**SELECTED EXCERPT**.
---------------
The new definition of “cooperation”

This timely Wall Street Journal ($) article reports on the government’s new pressure tactic in investigating and prosecuting business crimes — pressuring businesses to condition the business’ support of its employees who are under investigation on the employee’s cooperation with the government, which can of course use the employee’s statements against him in prosecuting him for a crime. The WSJ article uses the example of the government’s ongoing investigation into Big Four accounting firm KPMG’s tax shelter promotion (earlier posts on that matter are here). As the WSJ article notes:

Jeffrey Eischeid, a onetime star at accounting giant KPMG LLP, is bracing for possible criminal charges that could land him in federal prison for more than two decades. His offense? Marketing tax shelters that KPMG said were legal.
While the U.S. Attorney in Manhattan is the immediate source of his legal jeopardy, he has another one to worry about: KPMG.
Until recently, the accounting firm staunchly supported both its tax shelters and Mr. Eischeid, whom it sent to Congress to defend the shelters. But this year the firm, which like Mr. Eischeid is at risk of a fraud or conspiracy indictment over the tax shelters, switched strategies. It placed Mr. Eischeid, a 46-year-old partner, on leave, then asked him to resign. And it refused to pay his legal costs unless he agreed to cooperate with the prosecutors, where anything he said could be used against him.
Why the about-face? The answer involves federal sentencing guidelines for businesses, prescribing stiff mandatory penalties for white-collar crimes such as fraud. The sentencing guidelines also tell how companies can lower their odds of being charged with a crime in the first place: by cooperating fully with the federal investigators. And the government has been refining and tightening its definition of cooperation — with broad implications for how U.S. companies interact with employees.

Recent changes, contend critics who include attorneys for some KPMG staffers, encourage companies to break faith with their own employees, making it harder for them to avoid self-incrimination. The critics say that companies, to avoid facing charges themselves, now sometimes feel obliged to fire people, snitch on them, refuse to pay their legal fees and withhold documents they need.

And the price of not cooperating with the government? Based on recent cases, the price is extremely high:

Companies can ill afford to ignore the guidelines because criminal charges, even without a conviction, take a severe toll. This is especially true for financial-services companies. The damage is evident in the fate of such once-mighty firms as Drexel Burnham Lambert and Arthur Andersen LLP, which later faced criminal charges. Drexel folded and Andersen all but disappeared, with a remnant today of only 215 employees.

For a partner like Mr. Eischeid in a firm such as KPMG, the choices and stakes in such a criminal investigation are also extremely high:

After Mr. Eischeid learned prosecutors were interested in him, KPMG gave him a choice. He could cooperate with the investigators, and the firm would pay his legal fees. Or he could go it alone, in which case he would have to foot his own legal bills and would risk being fired.

Mr. Eischeid decided it was too risky to meet KPMG’s conditions for paying his bill. He retained Mr. Arkin. The lawyer recently refused prosecutors’ requests to speak with his client unless Mr. Eischeid is assured “he would not be viewed with the specter of certain indictment or forced guilty plea.”
---------------
**CHALLENGE 1**.
In the post on the government's new definition of cooperation, how many employees does the remnant of Arthur Andersen have today?
**CHALLENGE 2**.
Transcribe the post on the government's new definition of cooperation from "Jeffrey Eischeid, a" up to and including "worry about: KPMG.".

**MATERIAL SHOWN**.
---------------
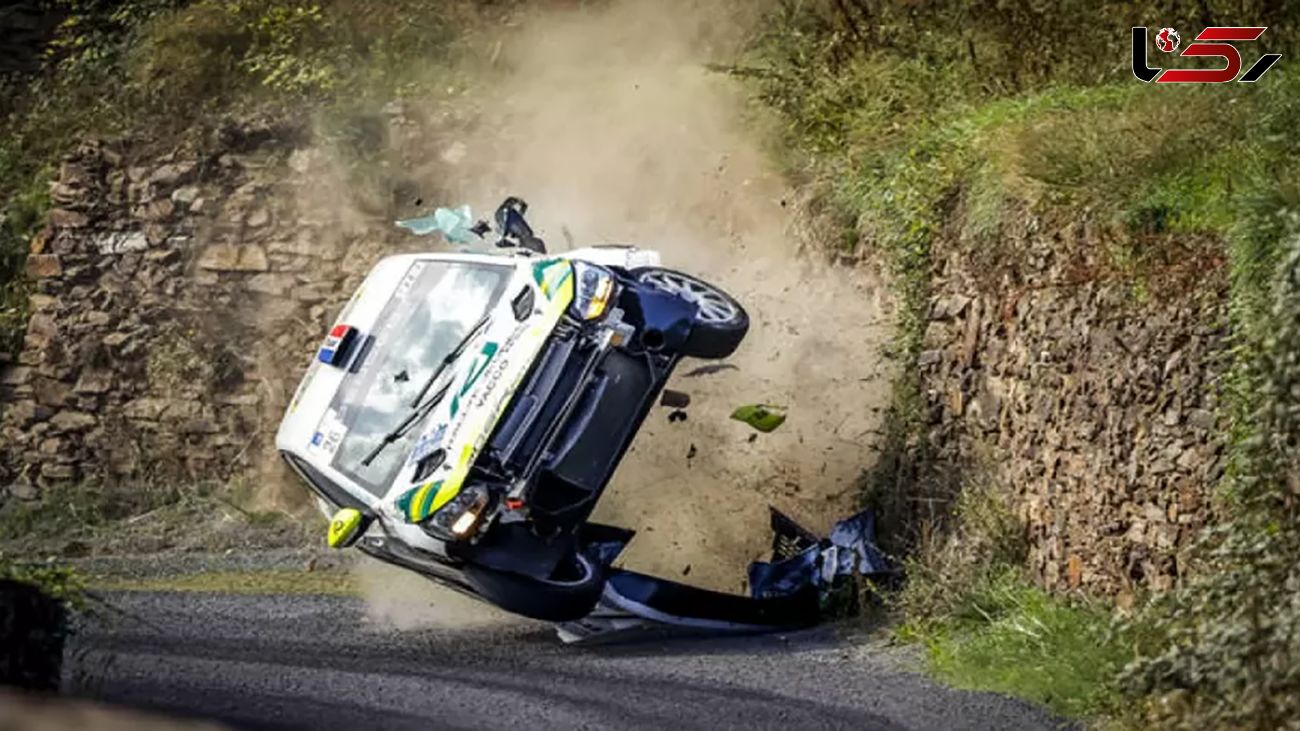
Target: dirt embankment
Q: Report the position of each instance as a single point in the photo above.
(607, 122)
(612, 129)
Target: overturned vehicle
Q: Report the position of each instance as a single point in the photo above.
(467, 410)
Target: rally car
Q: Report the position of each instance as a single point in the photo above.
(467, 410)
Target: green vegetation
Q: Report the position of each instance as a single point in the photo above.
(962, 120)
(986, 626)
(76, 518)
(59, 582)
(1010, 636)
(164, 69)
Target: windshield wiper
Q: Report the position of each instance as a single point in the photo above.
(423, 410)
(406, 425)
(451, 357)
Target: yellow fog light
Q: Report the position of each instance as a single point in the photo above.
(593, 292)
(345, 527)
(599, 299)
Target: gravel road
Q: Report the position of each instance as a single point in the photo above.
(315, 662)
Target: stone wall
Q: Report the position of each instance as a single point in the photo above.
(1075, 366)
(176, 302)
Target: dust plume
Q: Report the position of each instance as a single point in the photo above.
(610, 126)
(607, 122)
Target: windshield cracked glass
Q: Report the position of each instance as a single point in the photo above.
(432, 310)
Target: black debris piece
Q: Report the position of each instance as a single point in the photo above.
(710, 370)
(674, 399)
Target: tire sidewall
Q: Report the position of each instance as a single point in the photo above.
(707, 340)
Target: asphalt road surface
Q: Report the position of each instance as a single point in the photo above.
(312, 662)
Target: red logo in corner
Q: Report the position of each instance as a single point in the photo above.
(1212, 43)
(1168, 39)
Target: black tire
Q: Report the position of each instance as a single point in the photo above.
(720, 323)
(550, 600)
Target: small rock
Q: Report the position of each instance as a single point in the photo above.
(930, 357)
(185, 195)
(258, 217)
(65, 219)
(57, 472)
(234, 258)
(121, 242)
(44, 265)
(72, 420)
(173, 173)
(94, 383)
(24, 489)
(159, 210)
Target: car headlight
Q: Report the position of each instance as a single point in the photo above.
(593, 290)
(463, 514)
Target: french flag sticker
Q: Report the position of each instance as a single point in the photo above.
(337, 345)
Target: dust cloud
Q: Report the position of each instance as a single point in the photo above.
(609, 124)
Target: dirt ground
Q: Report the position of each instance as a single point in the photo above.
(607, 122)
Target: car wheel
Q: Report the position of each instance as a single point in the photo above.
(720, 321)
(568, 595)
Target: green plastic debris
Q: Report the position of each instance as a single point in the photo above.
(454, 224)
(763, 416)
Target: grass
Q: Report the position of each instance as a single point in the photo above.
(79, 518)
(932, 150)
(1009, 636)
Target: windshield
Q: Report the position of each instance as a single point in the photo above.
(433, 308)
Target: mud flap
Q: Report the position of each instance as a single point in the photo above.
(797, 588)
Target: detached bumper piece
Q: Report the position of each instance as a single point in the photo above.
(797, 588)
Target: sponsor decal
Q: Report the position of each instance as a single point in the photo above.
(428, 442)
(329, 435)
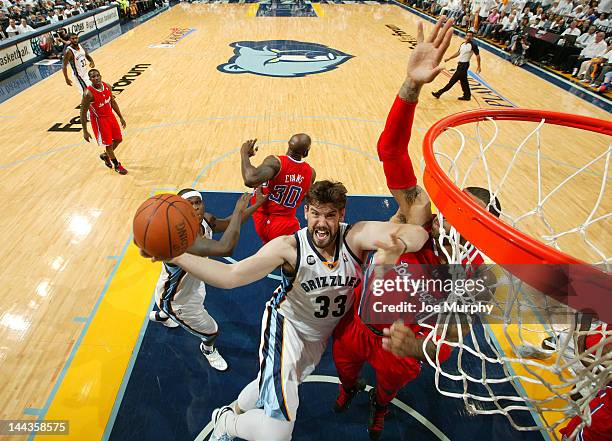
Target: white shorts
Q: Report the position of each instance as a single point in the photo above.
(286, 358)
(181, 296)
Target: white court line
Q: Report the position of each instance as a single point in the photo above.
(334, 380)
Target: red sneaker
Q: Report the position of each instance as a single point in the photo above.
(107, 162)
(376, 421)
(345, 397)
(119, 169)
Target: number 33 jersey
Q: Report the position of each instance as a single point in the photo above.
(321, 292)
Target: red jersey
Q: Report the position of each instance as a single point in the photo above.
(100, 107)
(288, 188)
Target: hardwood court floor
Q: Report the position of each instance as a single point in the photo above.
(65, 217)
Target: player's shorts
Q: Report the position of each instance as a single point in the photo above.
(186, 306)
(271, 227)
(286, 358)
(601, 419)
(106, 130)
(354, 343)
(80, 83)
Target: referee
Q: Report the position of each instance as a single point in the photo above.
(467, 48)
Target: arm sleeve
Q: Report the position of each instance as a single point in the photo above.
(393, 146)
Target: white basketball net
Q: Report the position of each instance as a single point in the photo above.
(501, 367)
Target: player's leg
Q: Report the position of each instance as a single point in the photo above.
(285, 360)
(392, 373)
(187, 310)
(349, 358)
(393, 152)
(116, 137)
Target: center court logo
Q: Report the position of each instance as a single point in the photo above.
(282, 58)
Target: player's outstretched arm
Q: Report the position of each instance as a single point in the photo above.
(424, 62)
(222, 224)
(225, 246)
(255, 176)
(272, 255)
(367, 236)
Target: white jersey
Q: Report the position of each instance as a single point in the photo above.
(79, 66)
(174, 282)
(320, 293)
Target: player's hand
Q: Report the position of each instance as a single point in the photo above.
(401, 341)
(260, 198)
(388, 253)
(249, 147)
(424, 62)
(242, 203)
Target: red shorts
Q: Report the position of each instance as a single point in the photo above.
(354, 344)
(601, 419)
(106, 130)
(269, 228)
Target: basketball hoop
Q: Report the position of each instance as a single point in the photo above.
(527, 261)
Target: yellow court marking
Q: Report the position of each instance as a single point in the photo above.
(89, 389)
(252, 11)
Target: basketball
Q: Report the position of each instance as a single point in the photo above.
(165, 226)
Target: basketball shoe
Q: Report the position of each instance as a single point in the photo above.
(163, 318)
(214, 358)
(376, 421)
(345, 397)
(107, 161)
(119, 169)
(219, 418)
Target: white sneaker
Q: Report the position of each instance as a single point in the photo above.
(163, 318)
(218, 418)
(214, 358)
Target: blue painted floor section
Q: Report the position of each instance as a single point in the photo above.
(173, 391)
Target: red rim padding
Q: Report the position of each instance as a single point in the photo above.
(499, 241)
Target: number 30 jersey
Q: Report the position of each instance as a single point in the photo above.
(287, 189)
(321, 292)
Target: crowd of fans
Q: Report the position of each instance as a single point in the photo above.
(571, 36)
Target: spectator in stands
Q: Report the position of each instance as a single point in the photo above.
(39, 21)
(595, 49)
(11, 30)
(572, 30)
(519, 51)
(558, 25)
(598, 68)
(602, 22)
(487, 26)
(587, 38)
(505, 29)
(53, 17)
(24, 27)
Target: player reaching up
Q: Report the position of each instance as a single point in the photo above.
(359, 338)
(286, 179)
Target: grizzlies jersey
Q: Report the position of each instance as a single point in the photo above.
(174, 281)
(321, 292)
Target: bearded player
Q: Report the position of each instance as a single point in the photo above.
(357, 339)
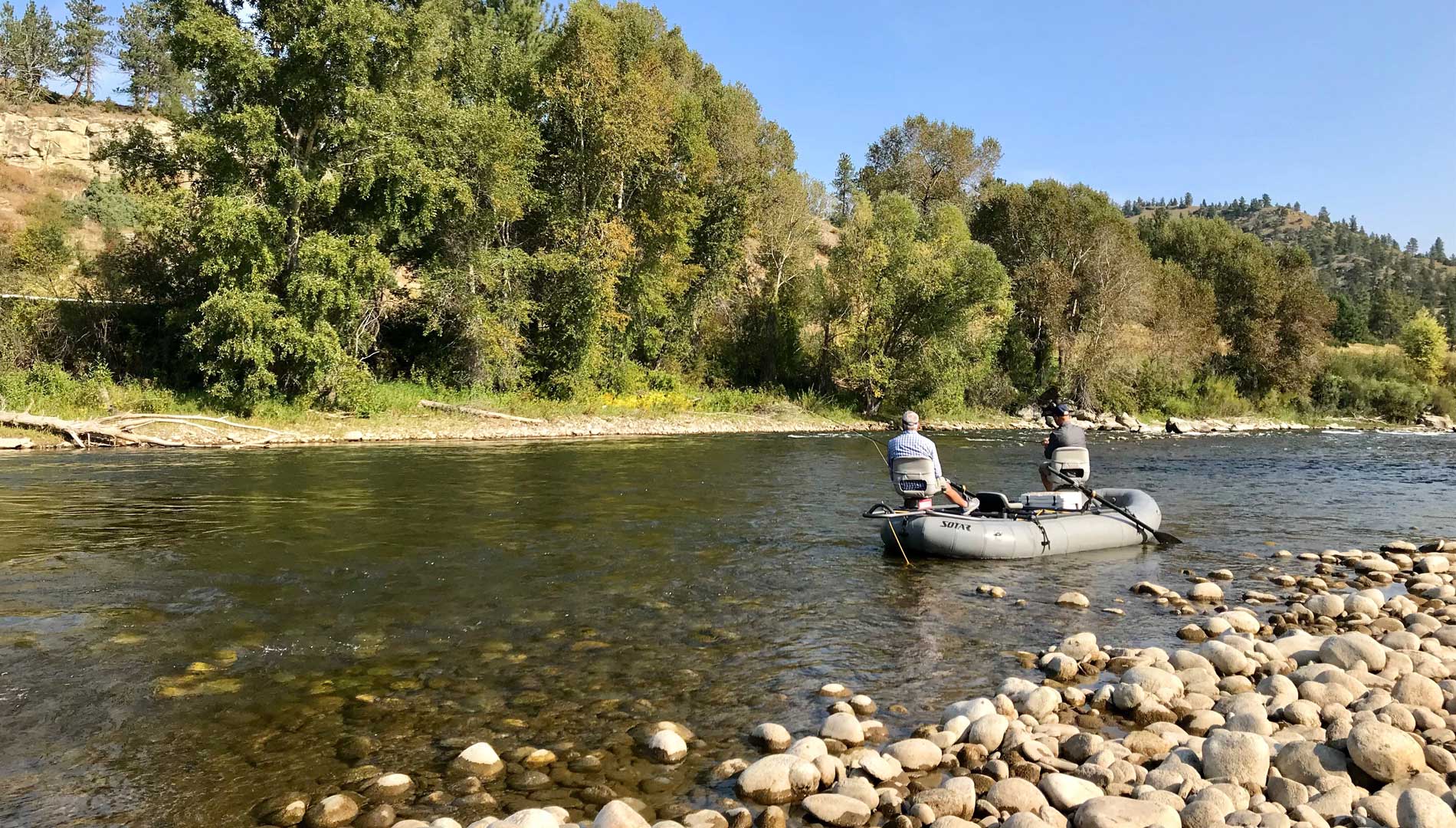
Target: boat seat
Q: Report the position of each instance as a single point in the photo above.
---------------
**RESPONSE 1**.
Only 215 employees.

**RESPONSE 2**.
Jeffrey Eischeid, a onetime star at accounting giant KPMG LLP, is bracing for possible criminal charges that could land him in federal prison for more than two decades. His offense? Marketing tax shelters that KPMG said were legal.
While the U.S. Attorney in Manhattan is the immediate source of his legal jeopardy, he has another one to worry about: KPMG.